_Exercise brief_
Reproduce the material below word for word, starting from its first line and ending after the line that contains "Give the mask of the headlight.". Leave the pictures out.

_Records for processing_
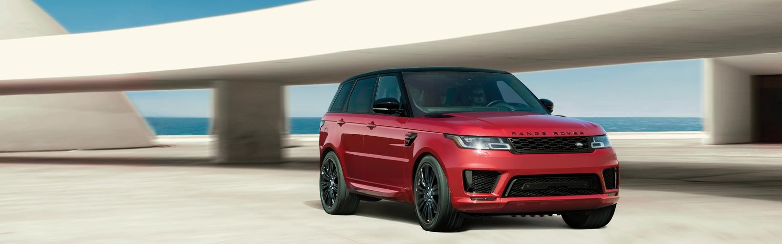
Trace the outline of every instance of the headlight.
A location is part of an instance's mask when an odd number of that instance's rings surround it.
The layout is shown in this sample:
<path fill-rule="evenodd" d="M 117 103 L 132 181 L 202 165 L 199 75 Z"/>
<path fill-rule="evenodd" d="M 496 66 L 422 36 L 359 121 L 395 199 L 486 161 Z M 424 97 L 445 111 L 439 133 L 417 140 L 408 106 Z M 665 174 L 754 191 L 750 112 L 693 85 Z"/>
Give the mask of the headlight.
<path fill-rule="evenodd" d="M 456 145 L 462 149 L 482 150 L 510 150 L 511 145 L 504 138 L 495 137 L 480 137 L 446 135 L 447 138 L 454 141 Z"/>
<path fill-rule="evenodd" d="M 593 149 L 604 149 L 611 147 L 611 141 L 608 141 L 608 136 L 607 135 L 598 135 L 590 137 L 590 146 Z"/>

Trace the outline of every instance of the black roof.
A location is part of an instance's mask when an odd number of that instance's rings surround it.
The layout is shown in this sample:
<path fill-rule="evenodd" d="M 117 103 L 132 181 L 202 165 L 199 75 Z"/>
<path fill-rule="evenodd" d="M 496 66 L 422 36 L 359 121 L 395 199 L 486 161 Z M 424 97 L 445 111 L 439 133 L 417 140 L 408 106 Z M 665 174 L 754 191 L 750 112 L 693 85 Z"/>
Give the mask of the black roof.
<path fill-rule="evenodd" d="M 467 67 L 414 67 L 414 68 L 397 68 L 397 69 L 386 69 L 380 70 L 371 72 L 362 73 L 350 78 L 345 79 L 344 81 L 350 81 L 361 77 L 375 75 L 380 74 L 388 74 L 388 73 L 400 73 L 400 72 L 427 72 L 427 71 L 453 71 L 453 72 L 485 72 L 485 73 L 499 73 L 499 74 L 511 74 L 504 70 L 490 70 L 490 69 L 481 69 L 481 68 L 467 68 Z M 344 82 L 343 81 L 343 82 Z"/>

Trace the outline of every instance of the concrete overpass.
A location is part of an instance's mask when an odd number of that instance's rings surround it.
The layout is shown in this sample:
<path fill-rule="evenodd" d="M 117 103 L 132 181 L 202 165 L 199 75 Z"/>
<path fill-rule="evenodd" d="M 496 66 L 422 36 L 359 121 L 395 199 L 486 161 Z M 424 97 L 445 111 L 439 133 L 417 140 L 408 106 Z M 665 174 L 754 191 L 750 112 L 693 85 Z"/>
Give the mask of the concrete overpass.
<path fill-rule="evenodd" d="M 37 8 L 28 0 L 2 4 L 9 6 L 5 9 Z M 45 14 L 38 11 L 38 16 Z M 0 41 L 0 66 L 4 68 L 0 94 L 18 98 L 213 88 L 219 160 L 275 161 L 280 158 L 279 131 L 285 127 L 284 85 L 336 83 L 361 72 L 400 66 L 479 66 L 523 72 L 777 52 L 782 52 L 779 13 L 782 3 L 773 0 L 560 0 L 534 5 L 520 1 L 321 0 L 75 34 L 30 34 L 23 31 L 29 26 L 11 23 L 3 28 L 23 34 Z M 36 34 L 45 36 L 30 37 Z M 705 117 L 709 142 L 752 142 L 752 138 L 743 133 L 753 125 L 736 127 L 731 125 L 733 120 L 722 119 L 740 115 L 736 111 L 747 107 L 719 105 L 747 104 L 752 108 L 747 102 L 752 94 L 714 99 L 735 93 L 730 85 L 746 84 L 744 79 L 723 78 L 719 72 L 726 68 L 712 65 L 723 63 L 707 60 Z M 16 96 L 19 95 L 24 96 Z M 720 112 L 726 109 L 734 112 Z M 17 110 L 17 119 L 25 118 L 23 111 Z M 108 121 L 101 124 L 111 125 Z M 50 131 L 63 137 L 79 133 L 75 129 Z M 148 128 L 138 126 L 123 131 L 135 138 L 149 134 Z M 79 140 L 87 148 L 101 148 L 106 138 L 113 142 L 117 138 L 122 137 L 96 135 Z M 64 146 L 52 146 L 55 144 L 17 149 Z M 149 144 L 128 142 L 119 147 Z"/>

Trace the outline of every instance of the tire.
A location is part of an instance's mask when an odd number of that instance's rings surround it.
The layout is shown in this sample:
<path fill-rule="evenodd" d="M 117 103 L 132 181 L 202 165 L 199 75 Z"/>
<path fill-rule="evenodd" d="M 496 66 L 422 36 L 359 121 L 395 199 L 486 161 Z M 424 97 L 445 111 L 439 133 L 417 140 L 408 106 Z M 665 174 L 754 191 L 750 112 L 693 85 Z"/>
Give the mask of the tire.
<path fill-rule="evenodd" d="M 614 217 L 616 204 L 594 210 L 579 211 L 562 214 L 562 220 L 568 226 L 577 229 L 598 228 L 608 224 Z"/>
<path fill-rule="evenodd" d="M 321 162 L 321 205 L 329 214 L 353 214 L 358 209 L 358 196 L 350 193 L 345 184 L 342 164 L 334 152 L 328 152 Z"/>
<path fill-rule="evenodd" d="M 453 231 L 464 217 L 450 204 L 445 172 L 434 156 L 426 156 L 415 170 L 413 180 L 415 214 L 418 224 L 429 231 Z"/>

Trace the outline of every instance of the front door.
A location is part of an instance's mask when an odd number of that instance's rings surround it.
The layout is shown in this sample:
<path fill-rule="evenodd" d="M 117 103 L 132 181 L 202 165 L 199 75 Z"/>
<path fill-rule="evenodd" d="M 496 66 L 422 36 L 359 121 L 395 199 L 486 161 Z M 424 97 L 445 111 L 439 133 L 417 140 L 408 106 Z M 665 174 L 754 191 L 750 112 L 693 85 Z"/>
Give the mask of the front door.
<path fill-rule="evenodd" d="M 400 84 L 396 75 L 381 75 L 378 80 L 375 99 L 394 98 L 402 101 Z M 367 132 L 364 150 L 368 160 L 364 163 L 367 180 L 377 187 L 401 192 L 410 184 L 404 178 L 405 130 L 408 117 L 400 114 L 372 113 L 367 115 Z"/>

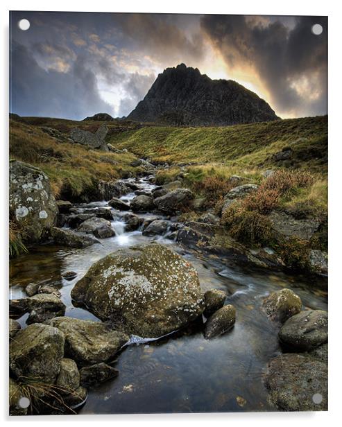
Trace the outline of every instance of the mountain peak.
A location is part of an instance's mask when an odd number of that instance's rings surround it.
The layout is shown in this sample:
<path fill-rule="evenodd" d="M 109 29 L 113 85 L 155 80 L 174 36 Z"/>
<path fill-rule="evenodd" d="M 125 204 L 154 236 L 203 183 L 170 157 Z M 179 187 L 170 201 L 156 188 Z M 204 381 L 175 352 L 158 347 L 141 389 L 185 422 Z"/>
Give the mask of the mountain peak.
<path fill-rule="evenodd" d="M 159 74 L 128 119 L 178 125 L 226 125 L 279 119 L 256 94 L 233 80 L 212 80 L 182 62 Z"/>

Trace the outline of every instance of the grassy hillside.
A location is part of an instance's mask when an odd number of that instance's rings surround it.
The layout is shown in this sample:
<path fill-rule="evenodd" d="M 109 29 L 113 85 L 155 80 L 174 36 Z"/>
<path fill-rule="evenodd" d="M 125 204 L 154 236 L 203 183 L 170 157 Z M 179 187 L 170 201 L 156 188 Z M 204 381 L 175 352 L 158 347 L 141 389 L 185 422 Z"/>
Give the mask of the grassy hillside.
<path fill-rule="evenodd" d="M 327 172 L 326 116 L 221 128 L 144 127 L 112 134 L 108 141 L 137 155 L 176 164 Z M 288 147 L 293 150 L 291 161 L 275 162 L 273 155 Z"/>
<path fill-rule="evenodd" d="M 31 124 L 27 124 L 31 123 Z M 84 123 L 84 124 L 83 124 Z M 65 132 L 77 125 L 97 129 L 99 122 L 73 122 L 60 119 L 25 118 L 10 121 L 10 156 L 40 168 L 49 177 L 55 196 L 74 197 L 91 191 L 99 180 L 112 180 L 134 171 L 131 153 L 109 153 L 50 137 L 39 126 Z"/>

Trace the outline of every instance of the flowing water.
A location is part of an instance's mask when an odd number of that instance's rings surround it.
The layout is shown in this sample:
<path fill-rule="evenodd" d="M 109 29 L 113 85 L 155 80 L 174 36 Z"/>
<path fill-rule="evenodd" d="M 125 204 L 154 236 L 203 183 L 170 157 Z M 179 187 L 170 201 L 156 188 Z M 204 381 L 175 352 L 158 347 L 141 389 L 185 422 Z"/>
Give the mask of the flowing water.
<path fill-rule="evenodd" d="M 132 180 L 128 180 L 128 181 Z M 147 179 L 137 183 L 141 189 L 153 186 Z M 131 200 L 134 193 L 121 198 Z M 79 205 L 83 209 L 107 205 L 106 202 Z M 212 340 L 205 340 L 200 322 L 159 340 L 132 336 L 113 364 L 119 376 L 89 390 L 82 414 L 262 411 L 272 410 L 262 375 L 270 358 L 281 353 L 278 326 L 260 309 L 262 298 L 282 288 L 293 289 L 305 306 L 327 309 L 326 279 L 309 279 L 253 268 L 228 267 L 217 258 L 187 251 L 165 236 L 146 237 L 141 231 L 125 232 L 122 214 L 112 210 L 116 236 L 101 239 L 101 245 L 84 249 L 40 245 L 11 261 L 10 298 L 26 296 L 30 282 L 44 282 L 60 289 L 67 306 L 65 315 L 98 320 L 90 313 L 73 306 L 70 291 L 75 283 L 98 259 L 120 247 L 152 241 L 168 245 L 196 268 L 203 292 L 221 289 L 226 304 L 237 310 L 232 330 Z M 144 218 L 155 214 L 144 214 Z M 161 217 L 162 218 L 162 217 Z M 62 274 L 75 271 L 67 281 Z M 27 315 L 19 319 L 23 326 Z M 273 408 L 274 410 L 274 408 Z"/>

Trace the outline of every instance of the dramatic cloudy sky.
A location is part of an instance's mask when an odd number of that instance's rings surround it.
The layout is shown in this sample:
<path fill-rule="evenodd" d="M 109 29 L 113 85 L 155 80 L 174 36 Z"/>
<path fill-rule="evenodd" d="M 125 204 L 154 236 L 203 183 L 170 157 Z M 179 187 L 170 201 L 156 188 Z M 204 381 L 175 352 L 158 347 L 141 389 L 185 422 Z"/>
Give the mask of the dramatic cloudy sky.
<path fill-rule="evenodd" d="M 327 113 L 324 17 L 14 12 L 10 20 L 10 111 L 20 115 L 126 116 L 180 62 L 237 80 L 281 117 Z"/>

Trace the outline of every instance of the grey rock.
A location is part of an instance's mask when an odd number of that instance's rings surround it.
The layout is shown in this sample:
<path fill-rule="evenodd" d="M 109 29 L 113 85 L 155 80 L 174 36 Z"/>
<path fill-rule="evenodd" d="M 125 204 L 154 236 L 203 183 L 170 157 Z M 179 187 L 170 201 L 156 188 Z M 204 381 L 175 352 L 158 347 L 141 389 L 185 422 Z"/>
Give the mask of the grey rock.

_Final result_
Trace the outline of every instance of the headlight.
A location is part of an instance's mask when an odd number of that instance's rings surround it.
The layout is shown in this sample:
<path fill-rule="evenodd" d="M 117 103 L 132 181 L 202 165 L 199 75 Z"/>
<path fill-rule="evenodd" d="M 496 66 L 422 36 L 359 121 L 395 199 L 486 161 Z M 424 97 L 445 111 L 439 133 L 417 140 L 408 106 Z M 665 174 L 754 191 L 750 112 L 693 85 Z"/>
Give the mask of the headlight.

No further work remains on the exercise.